Task to carry out
Wherever the word "ceiling" appears in a line of the data, that line should be copied.

Records supplied
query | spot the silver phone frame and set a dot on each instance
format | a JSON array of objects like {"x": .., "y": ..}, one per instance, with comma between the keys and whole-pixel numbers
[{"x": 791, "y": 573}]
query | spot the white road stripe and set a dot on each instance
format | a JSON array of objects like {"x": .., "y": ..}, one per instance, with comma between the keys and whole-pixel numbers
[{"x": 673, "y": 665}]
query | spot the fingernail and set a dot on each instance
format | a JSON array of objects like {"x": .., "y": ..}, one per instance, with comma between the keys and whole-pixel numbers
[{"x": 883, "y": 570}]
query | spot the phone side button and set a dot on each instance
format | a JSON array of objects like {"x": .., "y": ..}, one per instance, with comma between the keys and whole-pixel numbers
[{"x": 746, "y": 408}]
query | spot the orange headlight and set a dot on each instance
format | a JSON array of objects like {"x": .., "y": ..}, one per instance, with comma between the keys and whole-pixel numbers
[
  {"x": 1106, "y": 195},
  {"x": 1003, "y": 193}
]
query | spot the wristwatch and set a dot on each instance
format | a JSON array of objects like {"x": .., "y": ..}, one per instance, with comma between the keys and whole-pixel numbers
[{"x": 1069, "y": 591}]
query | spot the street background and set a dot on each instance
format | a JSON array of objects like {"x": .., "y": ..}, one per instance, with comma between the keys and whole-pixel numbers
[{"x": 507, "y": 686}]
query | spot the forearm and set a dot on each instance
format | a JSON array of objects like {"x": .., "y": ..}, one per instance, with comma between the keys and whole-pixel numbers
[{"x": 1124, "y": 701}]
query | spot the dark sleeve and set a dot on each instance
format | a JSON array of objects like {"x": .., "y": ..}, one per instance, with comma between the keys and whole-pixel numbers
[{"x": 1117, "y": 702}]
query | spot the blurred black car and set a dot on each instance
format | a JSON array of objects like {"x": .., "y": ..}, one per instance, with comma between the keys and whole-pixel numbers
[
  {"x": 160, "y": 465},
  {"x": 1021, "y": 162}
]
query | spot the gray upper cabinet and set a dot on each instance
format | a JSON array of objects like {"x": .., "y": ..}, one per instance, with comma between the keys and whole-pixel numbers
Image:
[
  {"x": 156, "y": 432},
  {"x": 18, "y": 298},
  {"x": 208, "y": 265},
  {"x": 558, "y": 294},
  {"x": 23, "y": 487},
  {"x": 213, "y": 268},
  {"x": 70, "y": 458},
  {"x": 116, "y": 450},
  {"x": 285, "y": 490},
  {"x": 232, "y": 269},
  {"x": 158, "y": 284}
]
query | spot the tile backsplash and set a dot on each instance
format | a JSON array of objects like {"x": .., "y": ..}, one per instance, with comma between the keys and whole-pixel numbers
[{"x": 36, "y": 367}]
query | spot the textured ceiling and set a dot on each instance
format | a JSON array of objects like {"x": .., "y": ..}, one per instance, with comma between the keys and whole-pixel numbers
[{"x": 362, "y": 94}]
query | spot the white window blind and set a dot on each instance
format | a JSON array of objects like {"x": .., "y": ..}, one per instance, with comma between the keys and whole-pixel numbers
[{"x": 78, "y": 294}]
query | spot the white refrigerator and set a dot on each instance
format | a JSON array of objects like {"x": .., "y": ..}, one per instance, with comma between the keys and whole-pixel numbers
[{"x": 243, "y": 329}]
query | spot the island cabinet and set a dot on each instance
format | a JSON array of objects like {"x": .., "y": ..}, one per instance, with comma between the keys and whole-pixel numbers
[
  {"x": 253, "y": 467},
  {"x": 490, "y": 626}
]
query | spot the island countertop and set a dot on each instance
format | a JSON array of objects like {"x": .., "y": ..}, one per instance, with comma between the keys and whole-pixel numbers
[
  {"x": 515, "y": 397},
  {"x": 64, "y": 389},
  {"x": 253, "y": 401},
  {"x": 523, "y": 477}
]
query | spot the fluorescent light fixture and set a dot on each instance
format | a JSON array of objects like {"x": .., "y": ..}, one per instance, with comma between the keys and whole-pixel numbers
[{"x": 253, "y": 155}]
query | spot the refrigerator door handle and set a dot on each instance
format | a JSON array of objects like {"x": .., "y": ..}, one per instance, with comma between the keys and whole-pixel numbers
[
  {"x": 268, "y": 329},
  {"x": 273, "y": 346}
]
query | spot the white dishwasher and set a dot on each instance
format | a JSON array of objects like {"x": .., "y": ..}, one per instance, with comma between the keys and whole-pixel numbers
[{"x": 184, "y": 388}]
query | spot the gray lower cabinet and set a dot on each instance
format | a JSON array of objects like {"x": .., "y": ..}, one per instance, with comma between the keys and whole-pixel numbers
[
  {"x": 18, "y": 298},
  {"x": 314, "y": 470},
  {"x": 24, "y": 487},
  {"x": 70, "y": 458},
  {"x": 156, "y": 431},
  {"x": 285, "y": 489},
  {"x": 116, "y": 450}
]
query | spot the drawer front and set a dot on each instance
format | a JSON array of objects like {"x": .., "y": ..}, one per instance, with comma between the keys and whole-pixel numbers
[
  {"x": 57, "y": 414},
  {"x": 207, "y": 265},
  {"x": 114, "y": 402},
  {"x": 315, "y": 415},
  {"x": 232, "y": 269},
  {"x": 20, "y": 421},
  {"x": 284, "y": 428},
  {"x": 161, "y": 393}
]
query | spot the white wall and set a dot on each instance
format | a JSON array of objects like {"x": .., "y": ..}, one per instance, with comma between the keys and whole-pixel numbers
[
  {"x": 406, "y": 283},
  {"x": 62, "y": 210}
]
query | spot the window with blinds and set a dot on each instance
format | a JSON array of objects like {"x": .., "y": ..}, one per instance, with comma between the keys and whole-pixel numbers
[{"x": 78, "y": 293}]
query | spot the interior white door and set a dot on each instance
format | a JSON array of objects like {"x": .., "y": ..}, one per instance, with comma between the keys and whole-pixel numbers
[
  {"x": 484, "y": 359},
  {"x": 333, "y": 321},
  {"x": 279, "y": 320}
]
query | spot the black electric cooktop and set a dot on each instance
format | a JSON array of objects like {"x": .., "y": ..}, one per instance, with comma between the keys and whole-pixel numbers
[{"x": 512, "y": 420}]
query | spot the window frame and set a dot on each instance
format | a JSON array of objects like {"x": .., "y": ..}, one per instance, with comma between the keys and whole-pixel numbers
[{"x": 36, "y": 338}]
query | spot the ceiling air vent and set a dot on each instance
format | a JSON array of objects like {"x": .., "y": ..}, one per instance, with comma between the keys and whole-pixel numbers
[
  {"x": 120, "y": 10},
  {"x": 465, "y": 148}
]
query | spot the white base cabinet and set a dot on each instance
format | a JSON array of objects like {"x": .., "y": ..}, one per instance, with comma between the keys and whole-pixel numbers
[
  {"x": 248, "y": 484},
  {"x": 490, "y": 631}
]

Result below
query | spot the textured ceiling and set a dot on each instance
query | spot the ceiling air vent and set a dot on each instance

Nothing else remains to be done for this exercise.